··· Metin

Avrupa Birliği (AB) ‘Kripto Varlık Piyasaları Yönetmeliği’ [Markets in Crypto-asset Regulation-MiCA (Regulation (EU) 2023/1114], kripto varlıkların ana dağıtık defter teknolojisi (distributed ledger technology) uygulamalarından biri olduğu dağıtık defter teknolojisinin kavranmasını ilerletmeyi; aynı zamanda, finansal istikrarı, yeterli düzeyde yatırımcı korumasını, piyasa adaletini ve dürüstlüğünü sağlamayı ve geleneksel Avrupa Birliği finansal düzenlemelerinde mevcut olan boşlukları doldurmayı amaçlamaktadır. Yeni bir makalede Dijital Varlık Fonları için AB yasal çerçevesi ile kripto varlık fonlarını düzenlerken düzenleyici otoritelerin karşılaştığı ödünleşimler incelenmektedir.

······
··· Veri kümesi içeriği

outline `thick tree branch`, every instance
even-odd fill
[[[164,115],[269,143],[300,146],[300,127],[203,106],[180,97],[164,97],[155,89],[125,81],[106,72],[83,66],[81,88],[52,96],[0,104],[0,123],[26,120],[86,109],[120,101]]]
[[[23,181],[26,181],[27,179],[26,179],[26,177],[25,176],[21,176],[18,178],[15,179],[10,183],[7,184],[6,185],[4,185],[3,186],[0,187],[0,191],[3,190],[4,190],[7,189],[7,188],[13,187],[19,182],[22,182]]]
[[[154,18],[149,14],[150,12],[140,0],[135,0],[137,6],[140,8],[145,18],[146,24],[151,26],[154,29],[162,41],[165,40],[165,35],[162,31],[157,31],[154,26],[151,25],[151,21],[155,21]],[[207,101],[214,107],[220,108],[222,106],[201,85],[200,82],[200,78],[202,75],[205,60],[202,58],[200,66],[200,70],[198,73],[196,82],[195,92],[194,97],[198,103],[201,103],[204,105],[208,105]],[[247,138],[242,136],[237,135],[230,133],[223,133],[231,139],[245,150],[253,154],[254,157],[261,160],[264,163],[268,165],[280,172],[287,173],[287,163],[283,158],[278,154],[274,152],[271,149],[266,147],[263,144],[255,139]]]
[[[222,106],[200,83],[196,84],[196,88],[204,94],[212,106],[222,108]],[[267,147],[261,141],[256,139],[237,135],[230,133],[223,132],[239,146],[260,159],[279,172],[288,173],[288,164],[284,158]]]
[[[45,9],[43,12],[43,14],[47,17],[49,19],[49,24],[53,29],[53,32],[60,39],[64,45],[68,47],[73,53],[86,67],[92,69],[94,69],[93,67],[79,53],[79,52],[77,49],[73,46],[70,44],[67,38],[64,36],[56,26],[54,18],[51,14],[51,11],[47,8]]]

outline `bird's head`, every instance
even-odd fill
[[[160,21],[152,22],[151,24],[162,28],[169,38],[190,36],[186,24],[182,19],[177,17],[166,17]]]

······

• _Yapılacak işler_:
1. Aşağıdaki ifadelerin metne uyup uymadığını her biri için evet ya da hayır diye yanıtlayın. Her yanıtın yanına, kararı belirleyen metin sözcüklerini tırnak içinde harfi harfine alıntılayın.
(a) Yönetmelik, finansal istikrarı sağlamayı amaçlamaktadır.
(b) Yeni makale, Amerika Birleşik Devletleri'nin dijital varlık fonlarına ilişkin yasal çerçevesini incelemektedir.
(c) Metne göre kripto varlıklar, dağıtık defter teknolojisinin ana uygulamalarından biridir.
2. Metne dayanarak şu soruları kısaca yanıtlayın:
(a) Yönetmeliğin resmî numarası nedir?
(b) Yönetmelik hangi düzenlemelerdeki boşlukları doldurmayı amaçlamaktadır?
(c) Yeni makale, düzenleyici otoritelerin neyi düzenlerken karşılaştığı ödünleşimleri incelemektedir?
3. Metnin "Avrupa Birliği (AB)" ifadesinden "karşılaştığı ödünleşimler incelenmektedir." ifadesine kadar olan bölümünü hiç değiştirmeden tekrar yazın.
Satırların metinle hiçbir ilgisi yoktur.

• _Sıralı çözümler_:
1.
(a) Evet: "finansal istikrarı, yeterli düzeyde yatırımcı korumasını, piyasa adaletini ve dürüstlüğünü sağlamayı"
(b) Hayır: "Dijital Varlık Fonları için AB yasal çerçevesi"
(c) Evet: "kripto varlıkların ana dağıtık defter teknolojisi (distributed ledger technology) uygulamalarından biri olduğu"

2.
(a) Regulation (EU) 2023/1114
(b) Geleneksel Avrupa Birliği finansal düzenlemelerindeki boşlukları doldurmayı amaçlamaktadır.
(c) Kripto varlık fonlarını düzenlerken karşılaşılan ödünleşimleri incelemektedir.

3.
Avrupa Birliği (AB) ‘Kripto Varlık Piyasaları Yönetmeliği’ [Markets in Crypto-asset Regulation-MiCA (Regulation (EU) 2023/1114], kripto varlıkların ana dağıtık defter teknolojisi (distributed ledger technology) uygulamalarından biri olduğu dağıtık defter teknolojisinin kavranmasını ilerletmeyi; aynı zamanda, finansal istikrarı, yeterli düzeyde yatırımcı korumasını, piyasa adaletini ve dürüstlüğünü sağlamayı ve geleneksel Avrupa Birliği finansal düzenlemelerinde mevcut olan boşlukları doldurmayı amaçlamaktadır. Yeni bir makalede Dijital Varlık Fonları için AB yasal çerçevesi ile kripto varlık fonlarını düzenlerken düzenleyici otoritelerin karşılaştığı ödünleşimler incelenmektedir.